----- PROVIDED RECORDS -----

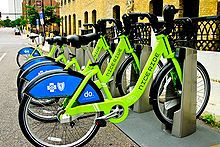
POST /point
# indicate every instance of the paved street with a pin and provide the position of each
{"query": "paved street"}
(10, 134)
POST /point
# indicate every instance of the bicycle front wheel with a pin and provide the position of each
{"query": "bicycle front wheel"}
(46, 133)
(166, 93)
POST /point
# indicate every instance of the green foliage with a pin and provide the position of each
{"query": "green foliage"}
(7, 23)
(32, 15)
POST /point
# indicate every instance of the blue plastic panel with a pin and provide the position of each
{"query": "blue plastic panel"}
(39, 70)
(32, 62)
(62, 85)
(88, 95)
(29, 50)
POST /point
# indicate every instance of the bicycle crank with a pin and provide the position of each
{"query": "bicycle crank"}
(117, 114)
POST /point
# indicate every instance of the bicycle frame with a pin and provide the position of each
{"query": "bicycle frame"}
(162, 48)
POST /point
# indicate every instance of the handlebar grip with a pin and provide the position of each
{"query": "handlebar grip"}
(151, 17)
(169, 12)
(110, 20)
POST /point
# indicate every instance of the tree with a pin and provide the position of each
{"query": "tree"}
(7, 22)
(50, 15)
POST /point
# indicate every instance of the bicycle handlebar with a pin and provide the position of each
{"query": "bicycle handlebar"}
(168, 13)
(102, 24)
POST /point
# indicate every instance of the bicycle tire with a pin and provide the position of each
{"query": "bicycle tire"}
(19, 56)
(173, 96)
(123, 90)
(66, 133)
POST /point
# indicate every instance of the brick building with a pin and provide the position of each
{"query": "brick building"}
(77, 12)
(46, 3)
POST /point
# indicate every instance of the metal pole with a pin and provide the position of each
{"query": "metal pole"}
(15, 9)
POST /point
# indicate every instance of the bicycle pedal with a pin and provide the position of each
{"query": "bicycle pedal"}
(100, 122)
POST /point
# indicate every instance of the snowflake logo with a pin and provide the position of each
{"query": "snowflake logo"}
(40, 72)
(51, 87)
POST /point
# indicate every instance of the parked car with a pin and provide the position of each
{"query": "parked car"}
(17, 31)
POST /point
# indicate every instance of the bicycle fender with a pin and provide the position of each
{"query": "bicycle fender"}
(40, 68)
(35, 60)
(56, 84)
(29, 50)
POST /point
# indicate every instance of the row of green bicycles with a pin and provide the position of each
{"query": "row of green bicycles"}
(63, 104)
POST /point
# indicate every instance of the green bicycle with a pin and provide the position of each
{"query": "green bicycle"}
(87, 104)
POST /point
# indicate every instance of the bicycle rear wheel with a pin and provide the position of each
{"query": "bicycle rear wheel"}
(52, 133)
(128, 74)
(104, 61)
(166, 94)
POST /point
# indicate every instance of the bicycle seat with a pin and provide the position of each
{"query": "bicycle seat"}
(33, 36)
(50, 40)
(60, 40)
(78, 40)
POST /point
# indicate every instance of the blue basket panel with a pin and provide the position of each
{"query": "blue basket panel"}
(39, 70)
(32, 62)
(88, 95)
(55, 86)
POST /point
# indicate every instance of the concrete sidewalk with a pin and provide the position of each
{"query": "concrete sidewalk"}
(145, 130)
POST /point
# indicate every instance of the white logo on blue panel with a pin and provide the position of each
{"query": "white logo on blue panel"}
(40, 72)
(88, 94)
(51, 87)
(26, 51)
(61, 86)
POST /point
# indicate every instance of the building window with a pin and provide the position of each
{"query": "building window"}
(116, 12)
(69, 24)
(94, 16)
(74, 23)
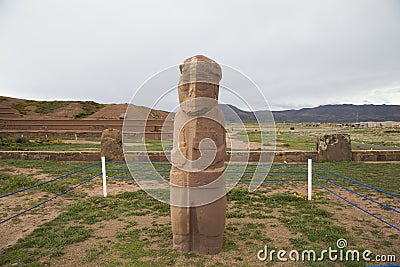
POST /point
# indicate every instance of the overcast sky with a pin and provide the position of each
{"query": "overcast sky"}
(299, 53)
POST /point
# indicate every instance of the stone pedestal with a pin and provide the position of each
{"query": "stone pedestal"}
(111, 145)
(334, 147)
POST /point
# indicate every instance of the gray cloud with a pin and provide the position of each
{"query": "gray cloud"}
(300, 53)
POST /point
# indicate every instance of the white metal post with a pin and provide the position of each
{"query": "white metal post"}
(103, 170)
(309, 183)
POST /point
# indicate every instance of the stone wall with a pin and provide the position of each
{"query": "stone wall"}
(333, 147)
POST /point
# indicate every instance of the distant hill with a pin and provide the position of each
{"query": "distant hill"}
(345, 113)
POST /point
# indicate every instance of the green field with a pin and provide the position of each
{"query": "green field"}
(129, 228)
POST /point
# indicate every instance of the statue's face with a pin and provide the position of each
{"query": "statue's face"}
(199, 79)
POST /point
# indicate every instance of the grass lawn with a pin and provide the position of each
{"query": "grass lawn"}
(129, 228)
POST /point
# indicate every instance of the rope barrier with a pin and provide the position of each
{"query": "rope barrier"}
(357, 182)
(49, 181)
(229, 164)
(233, 172)
(358, 194)
(50, 199)
(358, 207)
(228, 180)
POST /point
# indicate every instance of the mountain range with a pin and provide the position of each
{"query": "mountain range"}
(346, 113)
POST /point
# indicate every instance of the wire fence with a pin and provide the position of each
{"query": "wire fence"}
(297, 173)
(319, 175)
(53, 197)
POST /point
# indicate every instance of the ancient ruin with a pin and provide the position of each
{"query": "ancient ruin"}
(111, 145)
(334, 147)
(198, 155)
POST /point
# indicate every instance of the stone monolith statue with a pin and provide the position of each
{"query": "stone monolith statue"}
(198, 154)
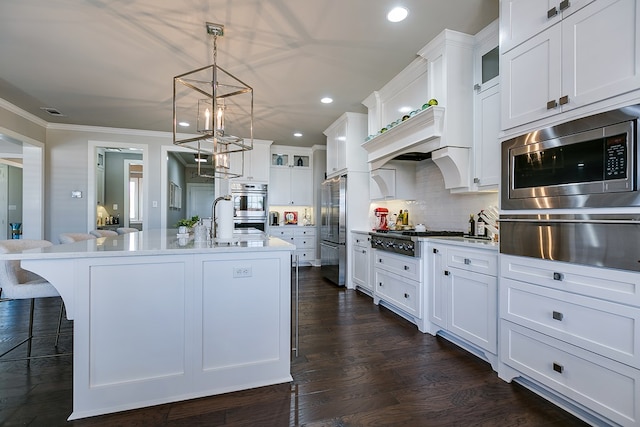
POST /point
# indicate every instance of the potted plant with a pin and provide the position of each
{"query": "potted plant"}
(185, 224)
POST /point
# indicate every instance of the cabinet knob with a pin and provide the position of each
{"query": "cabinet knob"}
(558, 367)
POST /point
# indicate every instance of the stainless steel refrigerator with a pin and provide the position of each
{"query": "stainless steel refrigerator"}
(333, 230)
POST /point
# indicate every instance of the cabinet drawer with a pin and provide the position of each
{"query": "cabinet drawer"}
(613, 285)
(398, 291)
(403, 265)
(304, 242)
(607, 387)
(305, 256)
(477, 261)
(304, 232)
(600, 326)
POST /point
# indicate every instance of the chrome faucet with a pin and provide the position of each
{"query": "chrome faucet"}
(214, 227)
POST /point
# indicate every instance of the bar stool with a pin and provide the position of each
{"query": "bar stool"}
(17, 283)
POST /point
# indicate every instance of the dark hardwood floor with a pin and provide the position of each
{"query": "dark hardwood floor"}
(358, 365)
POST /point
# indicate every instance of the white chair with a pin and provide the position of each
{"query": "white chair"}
(16, 283)
(74, 237)
(103, 233)
(125, 230)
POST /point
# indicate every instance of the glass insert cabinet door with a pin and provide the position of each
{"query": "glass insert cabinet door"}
(279, 159)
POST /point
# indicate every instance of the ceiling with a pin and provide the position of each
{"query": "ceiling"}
(112, 62)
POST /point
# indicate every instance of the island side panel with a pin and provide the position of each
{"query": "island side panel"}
(133, 340)
(244, 323)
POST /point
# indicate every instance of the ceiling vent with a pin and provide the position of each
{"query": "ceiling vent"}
(52, 111)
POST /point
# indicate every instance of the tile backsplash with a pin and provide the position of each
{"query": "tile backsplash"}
(435, 206)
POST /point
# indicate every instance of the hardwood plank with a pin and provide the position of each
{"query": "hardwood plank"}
(358, 365)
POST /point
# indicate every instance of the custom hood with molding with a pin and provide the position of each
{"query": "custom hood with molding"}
(419, 138)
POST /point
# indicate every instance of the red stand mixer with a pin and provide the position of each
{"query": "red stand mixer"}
(381, 218)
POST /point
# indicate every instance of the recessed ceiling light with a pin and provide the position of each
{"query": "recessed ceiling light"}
(397, 14)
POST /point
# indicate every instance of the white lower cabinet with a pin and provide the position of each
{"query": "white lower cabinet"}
(462, 297)
(303, 237)
(361, 259)
(572, 331)
(397, 280)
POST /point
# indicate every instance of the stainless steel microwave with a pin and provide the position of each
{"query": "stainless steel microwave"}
(589, 162)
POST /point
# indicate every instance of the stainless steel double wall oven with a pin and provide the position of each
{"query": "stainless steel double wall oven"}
(570, 192)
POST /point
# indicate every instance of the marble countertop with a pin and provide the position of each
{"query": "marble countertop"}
(153, 242)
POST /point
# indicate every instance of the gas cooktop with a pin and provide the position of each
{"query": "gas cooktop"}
(417, 233)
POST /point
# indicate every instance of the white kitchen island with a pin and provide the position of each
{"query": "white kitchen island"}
(158, 320)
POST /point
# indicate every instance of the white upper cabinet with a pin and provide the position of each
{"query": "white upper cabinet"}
(291, 176)
(344, 139)
(256, 163)
(486, 110)
(588, 56)
(523, 19)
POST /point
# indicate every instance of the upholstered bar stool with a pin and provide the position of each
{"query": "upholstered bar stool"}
(103, 233)
(74, 237)
(16, 283)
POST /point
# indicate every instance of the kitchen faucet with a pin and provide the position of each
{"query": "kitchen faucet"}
(214, 227)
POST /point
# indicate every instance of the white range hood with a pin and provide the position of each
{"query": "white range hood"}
(423, 134)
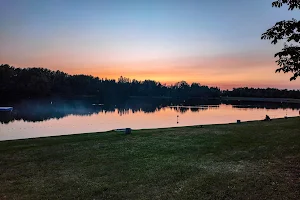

-----

REQUIREMENT: Pick out every line in the rows above that contains the word "parked" and copy each of those lines.

RESPONSE:
# indicate every instance of the parked car with a pin and provide the position of each
{"query": "parked car"}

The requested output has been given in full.